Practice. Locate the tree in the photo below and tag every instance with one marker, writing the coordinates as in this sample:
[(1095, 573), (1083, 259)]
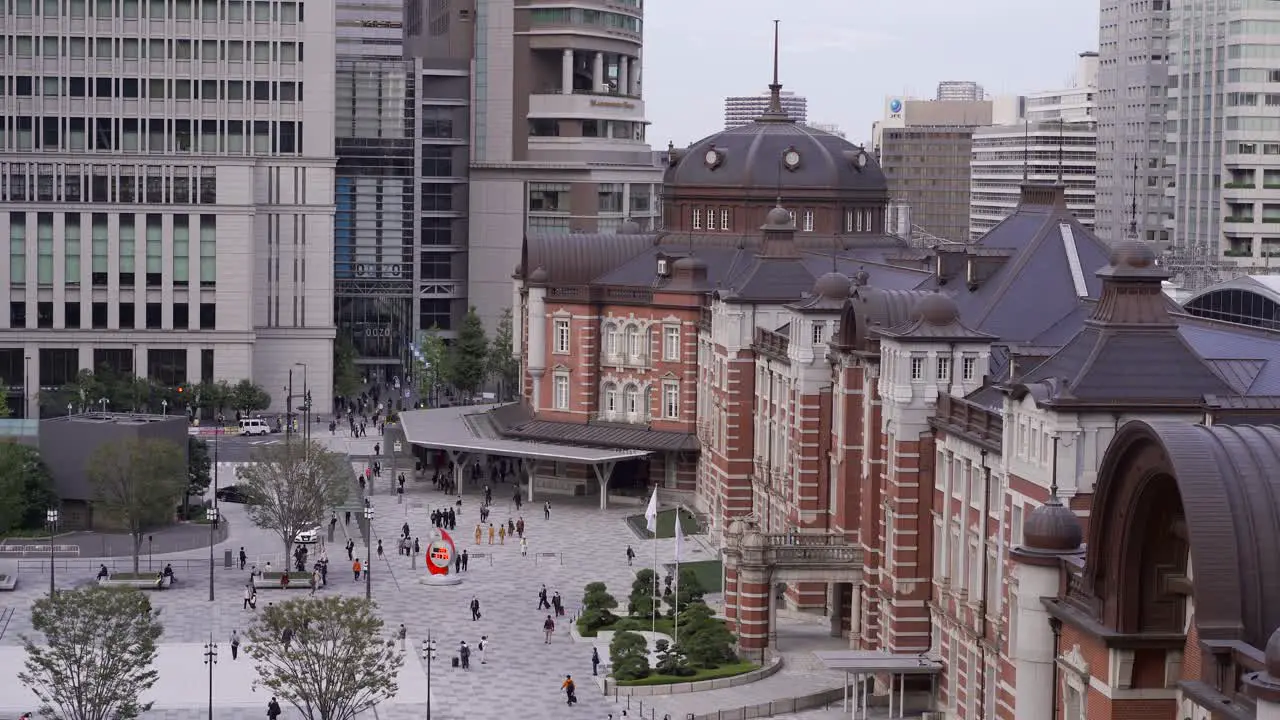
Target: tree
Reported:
[(248, 397), (99, 654), (469, 358), (289, 487), (503, 364), (339, 662), (346, 376), (138, 483), (597, 604), (641, 601), (705, 641), (629, 656), (688, 591), (435, 359), (26, 487)]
= = = = = = =
**Exercise brief**
Pull out every line of the data above that contains the string "tree". Case counts.

**Answer in full**
Practice. Locate the tree in the photo below and tag every instance with one marker, writing the coordinates as in this sample:
Target: tree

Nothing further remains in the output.